:: CONSIGNE ::
Dites si chacune des affirmations suivantes concorde avec la critique de film ci-dessous, en répondant par oui ou par non et en citant fidèlement les mots décisifs de la critique : (a) Lou Bertignac a treize ans ; (b) Bernard Campan joue le professeur ; (c) No est une sans domicile fixe.

:: PASSAGE EXTRAIT ::
○ ○ ○

Nina Rodriguez, Julie-Marie Parmentier, Bernard Campan, Zabou Breitman, Grégoire Bonnet
Adapter la plume brute, à la fois douce et tranchante, de Delphine De Vigan* n’est certainement pas une tâche aisée. Il s’agit plutôt d’un défi, celui de poser un regard cinématographique sur une histoire faite de mots, de ressentis, d’après le point de vue d’une adolescente surdouée de treize ans.
Cette adolescente, c’est l’inoubliable Lou Bertignac (remarquablement touchante Nina Rodriguez, une révélation**). Déterminée et douée d’une sensibilité toute personnelle, exacerbée par son histoire familiale marquée par le traumatisme, Lou Bertignac tente de grandir, de se reconstruire. Et c’est en apportant son aide à une sans domicile fixe, No, qu’elle parvient à entrer à nouveau en connexion avec toute la vibrance de ses jeunes années.
Alors que l’intensité du monde de l’adolescence est loin d’être aisément retranscriptible sous forme d’images, Zabou Breitman saisit l’essence même de cette période de difficile construction, nécessairement faite d’oppositions et d’acceptations. Par le son, les sensations, la subjectivité, la réalisatrice fait preuve d’une maîtrise admirablement nuancée. Elle capte au creux de l’image et de la durée les craintes, les angoisses, les preuves d’amour de chacun de ses personnages. Le récit ne fait qu’en gagner en émotionnalité retenue.
Chaque acteur incarne admirablement les personnages de cette histoire, aussi touchants les uns que les autres : la maman en phase de guérison après une sévère dépression (Zabou Breitman), le père tentant par tous les moyens de retenir l’émiettement familial (Bernard Campan), le professeur attentif accompagnant ses élèves avec une grande et belle patience (Grégoire Bonnet) ou encore l’amie inespérée mais en grande détresse (Julie-Marie Parmentier).

○ ○ ○

:: DONNÉES EXTRAITES ::

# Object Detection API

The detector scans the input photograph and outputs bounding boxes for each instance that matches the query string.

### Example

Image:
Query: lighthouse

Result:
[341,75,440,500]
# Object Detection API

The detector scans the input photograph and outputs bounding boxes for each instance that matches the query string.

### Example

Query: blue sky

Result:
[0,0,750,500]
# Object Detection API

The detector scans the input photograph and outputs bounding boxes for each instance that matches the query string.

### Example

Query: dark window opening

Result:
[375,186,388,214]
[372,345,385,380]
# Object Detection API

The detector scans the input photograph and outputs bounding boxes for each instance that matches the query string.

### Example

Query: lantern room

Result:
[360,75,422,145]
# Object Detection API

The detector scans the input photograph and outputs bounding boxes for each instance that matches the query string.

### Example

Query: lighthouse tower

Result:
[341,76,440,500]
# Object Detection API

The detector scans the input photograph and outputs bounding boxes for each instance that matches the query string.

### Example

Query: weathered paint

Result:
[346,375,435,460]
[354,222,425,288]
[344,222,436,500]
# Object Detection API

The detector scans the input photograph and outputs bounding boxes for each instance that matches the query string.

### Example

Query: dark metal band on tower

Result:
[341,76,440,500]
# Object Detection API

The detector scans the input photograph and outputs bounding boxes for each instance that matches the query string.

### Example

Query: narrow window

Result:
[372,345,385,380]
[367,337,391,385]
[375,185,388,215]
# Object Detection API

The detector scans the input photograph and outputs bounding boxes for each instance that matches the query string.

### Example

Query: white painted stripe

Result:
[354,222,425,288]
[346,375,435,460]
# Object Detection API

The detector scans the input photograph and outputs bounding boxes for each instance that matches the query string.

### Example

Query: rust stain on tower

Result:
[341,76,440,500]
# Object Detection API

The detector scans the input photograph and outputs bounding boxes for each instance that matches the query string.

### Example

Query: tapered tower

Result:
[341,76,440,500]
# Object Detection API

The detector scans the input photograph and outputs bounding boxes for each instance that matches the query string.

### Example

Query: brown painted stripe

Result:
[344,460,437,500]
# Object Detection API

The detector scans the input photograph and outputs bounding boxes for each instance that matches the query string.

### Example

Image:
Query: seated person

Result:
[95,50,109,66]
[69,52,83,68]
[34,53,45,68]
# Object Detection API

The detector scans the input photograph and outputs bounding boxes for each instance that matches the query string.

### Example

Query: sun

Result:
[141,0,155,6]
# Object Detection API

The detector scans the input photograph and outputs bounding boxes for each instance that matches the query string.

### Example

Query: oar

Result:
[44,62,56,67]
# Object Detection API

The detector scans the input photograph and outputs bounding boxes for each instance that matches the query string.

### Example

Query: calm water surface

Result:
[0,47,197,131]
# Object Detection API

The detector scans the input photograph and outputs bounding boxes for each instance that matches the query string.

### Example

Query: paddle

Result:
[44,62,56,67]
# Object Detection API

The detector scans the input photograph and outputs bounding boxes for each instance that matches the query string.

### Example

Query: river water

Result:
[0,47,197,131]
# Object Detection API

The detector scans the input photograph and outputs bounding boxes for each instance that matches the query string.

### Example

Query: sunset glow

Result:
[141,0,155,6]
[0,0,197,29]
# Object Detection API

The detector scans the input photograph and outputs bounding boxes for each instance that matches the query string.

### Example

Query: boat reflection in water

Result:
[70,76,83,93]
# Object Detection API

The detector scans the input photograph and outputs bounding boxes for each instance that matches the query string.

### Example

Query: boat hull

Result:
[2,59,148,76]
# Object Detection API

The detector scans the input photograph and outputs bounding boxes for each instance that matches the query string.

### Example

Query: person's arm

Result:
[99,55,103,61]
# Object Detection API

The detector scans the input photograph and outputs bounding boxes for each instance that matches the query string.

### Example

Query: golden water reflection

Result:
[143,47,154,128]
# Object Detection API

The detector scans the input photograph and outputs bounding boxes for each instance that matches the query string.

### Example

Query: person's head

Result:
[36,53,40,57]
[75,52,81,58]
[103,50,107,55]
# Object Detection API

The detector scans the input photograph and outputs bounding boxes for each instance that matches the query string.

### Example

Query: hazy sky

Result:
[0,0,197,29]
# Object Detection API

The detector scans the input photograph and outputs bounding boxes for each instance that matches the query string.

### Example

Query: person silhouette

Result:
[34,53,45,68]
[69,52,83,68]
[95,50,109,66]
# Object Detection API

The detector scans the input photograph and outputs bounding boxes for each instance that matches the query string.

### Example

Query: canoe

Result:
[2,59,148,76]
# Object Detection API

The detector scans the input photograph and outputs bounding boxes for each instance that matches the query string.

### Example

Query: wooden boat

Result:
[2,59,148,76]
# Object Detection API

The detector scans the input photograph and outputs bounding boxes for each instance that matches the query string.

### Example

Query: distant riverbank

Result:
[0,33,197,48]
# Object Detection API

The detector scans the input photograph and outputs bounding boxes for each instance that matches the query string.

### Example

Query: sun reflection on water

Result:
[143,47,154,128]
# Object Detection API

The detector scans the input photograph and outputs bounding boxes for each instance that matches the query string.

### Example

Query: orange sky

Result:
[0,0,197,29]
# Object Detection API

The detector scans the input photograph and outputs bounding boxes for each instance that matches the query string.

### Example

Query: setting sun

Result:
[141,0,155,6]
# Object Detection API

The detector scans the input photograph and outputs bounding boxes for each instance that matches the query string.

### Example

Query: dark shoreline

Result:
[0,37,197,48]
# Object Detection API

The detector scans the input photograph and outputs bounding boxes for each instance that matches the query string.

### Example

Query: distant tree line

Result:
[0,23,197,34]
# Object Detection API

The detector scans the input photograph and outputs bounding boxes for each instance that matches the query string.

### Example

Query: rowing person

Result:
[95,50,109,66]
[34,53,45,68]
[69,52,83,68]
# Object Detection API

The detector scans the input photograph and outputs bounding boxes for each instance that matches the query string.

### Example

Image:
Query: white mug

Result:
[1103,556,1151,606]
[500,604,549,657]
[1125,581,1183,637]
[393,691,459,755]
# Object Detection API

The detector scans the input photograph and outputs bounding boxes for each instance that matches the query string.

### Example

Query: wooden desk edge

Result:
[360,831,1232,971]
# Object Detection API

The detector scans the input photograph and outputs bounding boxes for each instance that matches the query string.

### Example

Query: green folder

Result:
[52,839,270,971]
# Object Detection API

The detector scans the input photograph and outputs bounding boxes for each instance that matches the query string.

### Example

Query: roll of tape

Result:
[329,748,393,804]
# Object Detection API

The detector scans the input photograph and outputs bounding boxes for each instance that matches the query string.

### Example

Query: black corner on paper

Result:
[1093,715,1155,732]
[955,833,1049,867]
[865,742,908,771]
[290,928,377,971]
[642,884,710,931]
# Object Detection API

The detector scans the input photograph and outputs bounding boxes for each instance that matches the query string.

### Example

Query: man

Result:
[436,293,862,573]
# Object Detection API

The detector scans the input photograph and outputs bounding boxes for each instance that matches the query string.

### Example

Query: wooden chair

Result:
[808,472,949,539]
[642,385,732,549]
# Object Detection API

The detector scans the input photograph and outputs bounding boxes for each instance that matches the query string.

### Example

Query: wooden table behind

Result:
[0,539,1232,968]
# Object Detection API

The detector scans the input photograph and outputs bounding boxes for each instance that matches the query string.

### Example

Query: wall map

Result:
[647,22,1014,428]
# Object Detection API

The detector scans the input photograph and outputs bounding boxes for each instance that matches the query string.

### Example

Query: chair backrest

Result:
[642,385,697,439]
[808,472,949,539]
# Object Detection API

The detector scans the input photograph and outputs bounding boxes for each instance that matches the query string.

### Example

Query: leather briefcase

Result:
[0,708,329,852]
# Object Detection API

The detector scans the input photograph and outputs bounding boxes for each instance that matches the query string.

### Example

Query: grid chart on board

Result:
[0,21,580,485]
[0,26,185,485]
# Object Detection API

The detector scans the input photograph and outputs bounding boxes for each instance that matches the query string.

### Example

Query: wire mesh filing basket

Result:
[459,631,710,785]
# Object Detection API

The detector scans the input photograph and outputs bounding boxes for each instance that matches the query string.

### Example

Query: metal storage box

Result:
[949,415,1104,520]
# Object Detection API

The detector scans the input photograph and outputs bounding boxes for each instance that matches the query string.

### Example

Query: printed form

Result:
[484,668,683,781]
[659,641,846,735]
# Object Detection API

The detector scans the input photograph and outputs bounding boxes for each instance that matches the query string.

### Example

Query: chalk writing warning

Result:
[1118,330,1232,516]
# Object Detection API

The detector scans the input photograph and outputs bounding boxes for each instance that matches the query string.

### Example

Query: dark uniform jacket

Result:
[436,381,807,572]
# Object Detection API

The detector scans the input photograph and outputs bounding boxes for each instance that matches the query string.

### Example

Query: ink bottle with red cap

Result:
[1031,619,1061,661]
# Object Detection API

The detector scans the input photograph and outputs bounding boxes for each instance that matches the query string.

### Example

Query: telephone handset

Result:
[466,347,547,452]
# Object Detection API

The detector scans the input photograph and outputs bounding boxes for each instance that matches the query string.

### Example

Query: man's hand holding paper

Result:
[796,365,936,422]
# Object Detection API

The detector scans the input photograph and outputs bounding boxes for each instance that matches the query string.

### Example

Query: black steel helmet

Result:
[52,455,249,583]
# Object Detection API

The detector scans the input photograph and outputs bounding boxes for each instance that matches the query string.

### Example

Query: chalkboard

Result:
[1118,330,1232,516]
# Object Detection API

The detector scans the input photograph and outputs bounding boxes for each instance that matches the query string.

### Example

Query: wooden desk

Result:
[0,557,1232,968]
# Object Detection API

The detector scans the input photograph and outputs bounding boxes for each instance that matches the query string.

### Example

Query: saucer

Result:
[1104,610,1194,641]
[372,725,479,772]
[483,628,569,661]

○ ○ ○

:: CORRIGÉ ::
(a) Oui : « une adolescente surdouée de treize ans ».
(b) Non : « le père tentant par tous les moyens de retenir l’émiettement familial (Bernard Campan) ».
(c) Oui : « en apportant son aide à une sans domicile fixe, No ».